##### EXTRACT TO READ #####
Sr. Morillas is again at the helm and he starts with the “acqua”, as a marine accord of sea and sand opens things up. It is then deepened with not the typical citrus notes but something sweeter. It then takes a very woody turn over the latter stages to become a mainly woody aquatic. For anyone who wanted a woodier version of Acqua di Gio, without the jasmine, Absolu will be your thing. If you want to grow your Acqua di Gio collection it is sufficiently different from the original, Acqua di Gio Essenza and Acqua di Gio Profumo to be worth a try.
Acqua di Gio Absolu has 8-10 hour longevity and average sillage.
Ralph Lauren Polo Ultra Blue
Ralph Lauren Polo is one of the alpha masculine mainstream perfumes since its release in 1978. Ralph Lauren has aggressively expanded the collection for a Polo Man as it has expanded into different colors, Black, Red, and Blue. The latter was its entry into the aquatic genre in 2002. It was a nicely done perfume but not one of my favorites in the Polo collection although it does have its fans. I will be interested to see what they think of Polo Ultra Blue because it is extremely light. It fits in with the current trends in mainstream fragrance but it might be so light it has become like ultraviolet light; hard to sense.
#####
THE PROBLEM → Copy the perfume reviews in full, word for word. The items come from a different source than the perfume reviews.
##### DATASET EXCERPTS #####
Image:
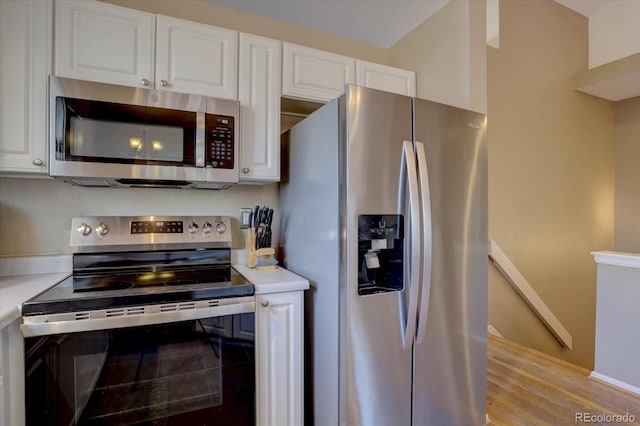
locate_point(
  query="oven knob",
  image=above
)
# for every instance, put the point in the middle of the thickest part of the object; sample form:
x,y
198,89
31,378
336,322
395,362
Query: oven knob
x,y
102,229
206,227
193,228
84,229
221,228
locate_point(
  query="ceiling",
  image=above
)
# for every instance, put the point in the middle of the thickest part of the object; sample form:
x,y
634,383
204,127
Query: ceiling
x,y
378,22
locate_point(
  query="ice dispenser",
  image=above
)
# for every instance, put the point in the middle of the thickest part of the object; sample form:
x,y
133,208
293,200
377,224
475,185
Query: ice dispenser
x,y
380,253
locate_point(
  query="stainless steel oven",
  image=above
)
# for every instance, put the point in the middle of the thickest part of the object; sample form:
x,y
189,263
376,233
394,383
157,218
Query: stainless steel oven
x,y
153,327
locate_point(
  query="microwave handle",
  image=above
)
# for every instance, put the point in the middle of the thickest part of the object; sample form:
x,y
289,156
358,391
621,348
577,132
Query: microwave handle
x,y
60,120
200,139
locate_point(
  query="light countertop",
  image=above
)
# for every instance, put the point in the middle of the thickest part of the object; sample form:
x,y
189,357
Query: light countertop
x,y
274,281
16,289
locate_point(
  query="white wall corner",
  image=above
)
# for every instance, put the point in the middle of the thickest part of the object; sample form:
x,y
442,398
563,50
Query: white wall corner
x,y
493,23
614,32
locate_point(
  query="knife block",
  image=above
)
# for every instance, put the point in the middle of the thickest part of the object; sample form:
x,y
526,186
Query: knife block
x,y
250,249
262,259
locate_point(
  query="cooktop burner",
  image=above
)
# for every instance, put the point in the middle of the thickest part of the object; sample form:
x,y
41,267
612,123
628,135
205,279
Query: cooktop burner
x,y
63,298
141,260
107,282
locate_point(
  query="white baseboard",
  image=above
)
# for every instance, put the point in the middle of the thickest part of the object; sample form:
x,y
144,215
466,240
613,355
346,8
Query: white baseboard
x,y
615,383
492,330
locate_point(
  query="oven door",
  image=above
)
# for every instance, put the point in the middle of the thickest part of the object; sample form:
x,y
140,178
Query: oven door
x,y
197,368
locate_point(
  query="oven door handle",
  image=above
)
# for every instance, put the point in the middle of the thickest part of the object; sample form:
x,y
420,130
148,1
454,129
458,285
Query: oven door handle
x,y
46,325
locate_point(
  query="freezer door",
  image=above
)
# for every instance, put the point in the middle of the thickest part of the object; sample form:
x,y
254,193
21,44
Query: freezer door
x,y
450,363
375,368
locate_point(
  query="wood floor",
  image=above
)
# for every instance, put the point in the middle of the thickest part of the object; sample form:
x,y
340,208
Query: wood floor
x,y
526,387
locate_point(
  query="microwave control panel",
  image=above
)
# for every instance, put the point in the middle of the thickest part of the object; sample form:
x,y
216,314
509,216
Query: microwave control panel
x,y
219,141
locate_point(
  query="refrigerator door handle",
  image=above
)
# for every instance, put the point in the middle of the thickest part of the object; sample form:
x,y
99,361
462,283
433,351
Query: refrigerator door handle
x,y
409,167
427,246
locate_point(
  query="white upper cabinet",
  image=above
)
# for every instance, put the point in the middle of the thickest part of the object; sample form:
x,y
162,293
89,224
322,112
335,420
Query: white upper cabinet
x,y
25,63
259,94
383,77
195,58
314,74
102,42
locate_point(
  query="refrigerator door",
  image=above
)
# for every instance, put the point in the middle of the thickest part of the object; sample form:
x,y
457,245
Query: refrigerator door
x,y
378,369
450,363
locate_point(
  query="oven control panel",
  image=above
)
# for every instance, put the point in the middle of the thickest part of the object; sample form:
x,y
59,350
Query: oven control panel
x,y
102,232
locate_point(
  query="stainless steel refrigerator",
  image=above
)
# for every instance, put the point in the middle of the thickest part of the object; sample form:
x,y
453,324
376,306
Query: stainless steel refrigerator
x,y
384,210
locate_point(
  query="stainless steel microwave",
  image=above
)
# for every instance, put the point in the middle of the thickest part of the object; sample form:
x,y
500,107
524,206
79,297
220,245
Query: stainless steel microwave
x,y
117,136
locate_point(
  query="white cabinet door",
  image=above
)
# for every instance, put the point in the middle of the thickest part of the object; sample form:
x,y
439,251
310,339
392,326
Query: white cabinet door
x,y
25,63
383,77
279,380
314,74
259,95
195,58
101,42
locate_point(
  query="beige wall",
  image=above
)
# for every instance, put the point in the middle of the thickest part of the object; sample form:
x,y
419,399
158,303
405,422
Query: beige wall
x,y
35,214
627,205
551,174
448,54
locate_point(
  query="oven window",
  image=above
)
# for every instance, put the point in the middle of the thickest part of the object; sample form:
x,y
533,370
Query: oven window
x,y
196,372
130,134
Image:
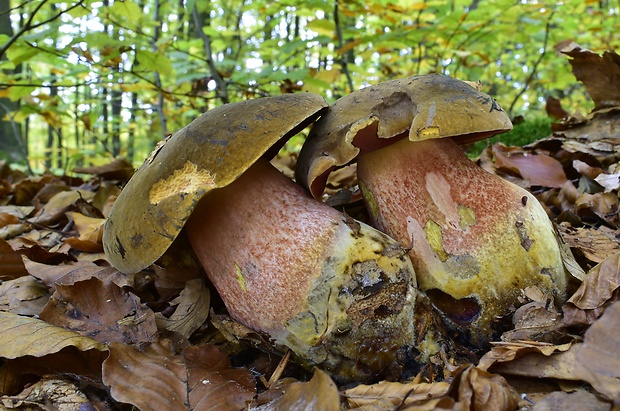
#####
WRITTEN REPLY →
Sr. Morillas is again at the helm and he starts with the “acqua”, as a marine accord of sea and sand opens things up. It is then deepened with not the typical citrus notes but something sweeter. It then takes a very woody turn over the latter stages to become a mainly woody aquatic. For anyone who wanted a woodier version of Acqua di Gio, without the jasmine, Absolu will be your thing. If you want to grow your Acqua di Gio collection it is sufficiently different from the original, Acqua di Gio Essenza and Acqua di Gio Profumo to be worth a try.
Acqua di Gio Absolu has 8-10 hour longevity and average sillage.
Ralph Lauren Polo Ultra Blue
Ralph Lauren Polo is one of the alpha masculine mainstream perfumes since its release in 1978. Ralph Lauren has aggressively expanded the collection for a Polo Man as it has expanded into different colors, Black, Red, and Blue. The latter was its entry into the aquatic genre in 2002. It was a nicely done perfume but not one of my favorites in the Polo collection although it does have its fans. I will be interested to see what they think of Polo Ultra Blue because it is extremely light. It fits in with the current trends in mainstream fragrance but it might be so light it has become like ultraviolet light; hard to sense.